(Entries from a dataset)
────────────────────

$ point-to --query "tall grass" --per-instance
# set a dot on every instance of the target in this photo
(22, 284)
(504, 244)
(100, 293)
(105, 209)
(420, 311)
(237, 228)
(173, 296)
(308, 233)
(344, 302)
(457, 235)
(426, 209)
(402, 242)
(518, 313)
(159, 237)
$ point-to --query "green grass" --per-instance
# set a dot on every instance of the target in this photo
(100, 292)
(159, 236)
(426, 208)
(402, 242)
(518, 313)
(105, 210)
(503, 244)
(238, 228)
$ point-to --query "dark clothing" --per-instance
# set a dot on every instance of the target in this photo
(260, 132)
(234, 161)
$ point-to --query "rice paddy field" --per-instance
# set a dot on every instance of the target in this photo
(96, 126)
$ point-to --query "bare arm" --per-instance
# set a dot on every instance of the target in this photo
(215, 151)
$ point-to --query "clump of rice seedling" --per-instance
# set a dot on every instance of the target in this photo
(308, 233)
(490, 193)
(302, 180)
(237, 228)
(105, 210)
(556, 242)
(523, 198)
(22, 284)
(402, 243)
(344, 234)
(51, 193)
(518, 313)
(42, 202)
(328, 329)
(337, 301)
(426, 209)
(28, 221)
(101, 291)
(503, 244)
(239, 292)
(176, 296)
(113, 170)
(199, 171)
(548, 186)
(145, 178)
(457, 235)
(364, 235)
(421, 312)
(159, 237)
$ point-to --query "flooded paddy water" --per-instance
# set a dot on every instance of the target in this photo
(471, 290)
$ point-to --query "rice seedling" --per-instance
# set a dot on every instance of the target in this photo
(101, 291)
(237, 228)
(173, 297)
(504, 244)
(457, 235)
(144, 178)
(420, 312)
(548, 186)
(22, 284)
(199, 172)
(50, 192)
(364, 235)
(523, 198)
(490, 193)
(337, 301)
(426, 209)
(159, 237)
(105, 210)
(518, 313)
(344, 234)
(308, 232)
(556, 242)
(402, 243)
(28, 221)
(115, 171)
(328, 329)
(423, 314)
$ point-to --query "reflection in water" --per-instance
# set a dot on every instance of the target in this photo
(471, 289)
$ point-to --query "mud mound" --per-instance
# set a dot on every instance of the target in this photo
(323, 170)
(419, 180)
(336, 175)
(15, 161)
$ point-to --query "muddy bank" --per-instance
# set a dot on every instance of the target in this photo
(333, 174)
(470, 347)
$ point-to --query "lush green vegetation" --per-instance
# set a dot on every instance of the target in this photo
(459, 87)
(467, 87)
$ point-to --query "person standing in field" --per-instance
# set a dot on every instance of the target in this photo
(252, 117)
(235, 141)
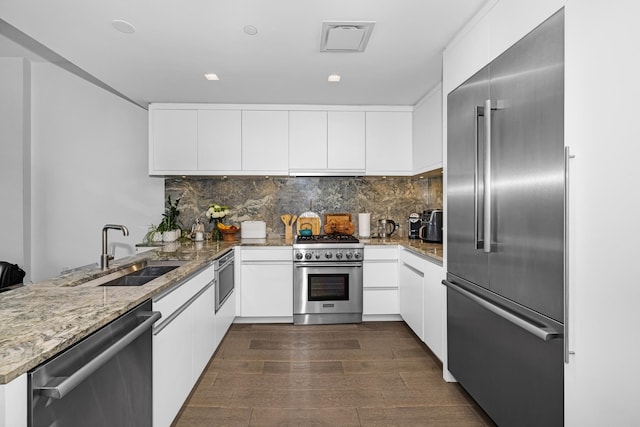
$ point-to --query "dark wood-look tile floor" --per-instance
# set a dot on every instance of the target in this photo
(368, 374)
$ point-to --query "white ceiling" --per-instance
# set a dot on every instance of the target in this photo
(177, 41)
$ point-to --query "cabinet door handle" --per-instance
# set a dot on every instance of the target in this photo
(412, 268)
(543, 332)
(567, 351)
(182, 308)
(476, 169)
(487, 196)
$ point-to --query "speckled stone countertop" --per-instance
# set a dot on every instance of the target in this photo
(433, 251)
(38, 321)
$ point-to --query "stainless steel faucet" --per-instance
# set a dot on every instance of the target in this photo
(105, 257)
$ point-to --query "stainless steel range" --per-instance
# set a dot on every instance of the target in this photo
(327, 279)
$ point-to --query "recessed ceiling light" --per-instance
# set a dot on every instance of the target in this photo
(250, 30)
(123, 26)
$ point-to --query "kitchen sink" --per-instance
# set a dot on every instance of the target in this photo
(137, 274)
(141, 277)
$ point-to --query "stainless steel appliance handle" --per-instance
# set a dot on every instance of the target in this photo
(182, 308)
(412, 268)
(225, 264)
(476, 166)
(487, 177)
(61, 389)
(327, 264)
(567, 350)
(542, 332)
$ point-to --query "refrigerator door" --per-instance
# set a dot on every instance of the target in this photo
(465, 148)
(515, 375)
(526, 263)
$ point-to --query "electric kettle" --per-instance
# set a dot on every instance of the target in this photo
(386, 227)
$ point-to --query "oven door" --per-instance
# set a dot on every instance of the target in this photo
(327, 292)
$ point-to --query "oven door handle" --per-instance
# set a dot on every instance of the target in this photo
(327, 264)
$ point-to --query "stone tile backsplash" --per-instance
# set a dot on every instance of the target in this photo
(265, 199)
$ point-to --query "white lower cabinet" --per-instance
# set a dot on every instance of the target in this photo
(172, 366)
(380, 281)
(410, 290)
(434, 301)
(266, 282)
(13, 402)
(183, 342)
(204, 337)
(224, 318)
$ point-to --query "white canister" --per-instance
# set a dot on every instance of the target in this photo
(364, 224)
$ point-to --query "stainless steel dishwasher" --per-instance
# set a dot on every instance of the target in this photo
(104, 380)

────────────────────

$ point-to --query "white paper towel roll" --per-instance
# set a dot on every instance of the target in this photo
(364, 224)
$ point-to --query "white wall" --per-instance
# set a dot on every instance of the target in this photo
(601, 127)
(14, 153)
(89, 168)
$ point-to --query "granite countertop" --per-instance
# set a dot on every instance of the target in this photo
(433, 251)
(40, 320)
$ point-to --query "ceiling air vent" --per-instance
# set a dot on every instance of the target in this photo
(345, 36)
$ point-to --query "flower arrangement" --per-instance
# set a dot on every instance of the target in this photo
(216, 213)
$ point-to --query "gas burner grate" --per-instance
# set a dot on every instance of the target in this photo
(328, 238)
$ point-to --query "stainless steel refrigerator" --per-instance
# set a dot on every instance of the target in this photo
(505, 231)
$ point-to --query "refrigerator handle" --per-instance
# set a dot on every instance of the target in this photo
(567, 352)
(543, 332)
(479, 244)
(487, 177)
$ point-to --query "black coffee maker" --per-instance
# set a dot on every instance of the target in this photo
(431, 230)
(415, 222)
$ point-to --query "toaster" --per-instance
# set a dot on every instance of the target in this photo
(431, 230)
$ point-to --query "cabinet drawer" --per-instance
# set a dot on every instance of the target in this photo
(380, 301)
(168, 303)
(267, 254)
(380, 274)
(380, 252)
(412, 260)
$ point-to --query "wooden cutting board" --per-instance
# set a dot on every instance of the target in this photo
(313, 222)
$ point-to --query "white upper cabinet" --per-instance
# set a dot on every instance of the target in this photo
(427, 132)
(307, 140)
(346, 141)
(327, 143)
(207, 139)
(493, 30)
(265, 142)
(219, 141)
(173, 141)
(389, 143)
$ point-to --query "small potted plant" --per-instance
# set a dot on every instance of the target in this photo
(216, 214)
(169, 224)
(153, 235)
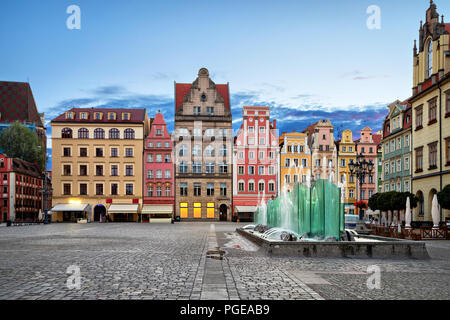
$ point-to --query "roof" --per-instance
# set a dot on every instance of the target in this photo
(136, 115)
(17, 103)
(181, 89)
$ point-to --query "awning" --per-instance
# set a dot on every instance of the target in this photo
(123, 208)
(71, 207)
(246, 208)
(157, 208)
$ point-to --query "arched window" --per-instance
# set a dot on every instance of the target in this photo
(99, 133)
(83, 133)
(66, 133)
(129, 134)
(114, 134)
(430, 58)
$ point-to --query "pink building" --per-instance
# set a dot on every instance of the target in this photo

────────────────────

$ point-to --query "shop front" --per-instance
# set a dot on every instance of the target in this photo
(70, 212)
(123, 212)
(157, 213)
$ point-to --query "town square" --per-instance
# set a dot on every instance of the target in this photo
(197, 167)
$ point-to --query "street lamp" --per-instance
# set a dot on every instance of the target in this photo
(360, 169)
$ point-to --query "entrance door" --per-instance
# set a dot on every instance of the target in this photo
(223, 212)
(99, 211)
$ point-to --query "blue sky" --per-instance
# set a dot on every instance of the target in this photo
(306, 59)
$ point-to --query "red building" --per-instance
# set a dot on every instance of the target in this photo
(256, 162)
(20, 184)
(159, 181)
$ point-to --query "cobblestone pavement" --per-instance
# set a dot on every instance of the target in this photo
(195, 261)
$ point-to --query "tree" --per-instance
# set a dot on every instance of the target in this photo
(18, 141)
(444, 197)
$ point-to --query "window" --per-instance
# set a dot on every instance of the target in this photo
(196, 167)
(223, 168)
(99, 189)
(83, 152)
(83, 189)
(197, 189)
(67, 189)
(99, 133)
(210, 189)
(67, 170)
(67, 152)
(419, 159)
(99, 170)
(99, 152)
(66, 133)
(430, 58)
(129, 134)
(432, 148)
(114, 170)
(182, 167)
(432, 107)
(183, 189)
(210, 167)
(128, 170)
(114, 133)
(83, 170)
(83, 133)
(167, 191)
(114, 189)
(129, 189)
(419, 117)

────────────────────

▶ Request: Count the lines in the entries above that contain the string "countertop", matching case exactly, and give only the number.

▶ Solution to the exercise: 2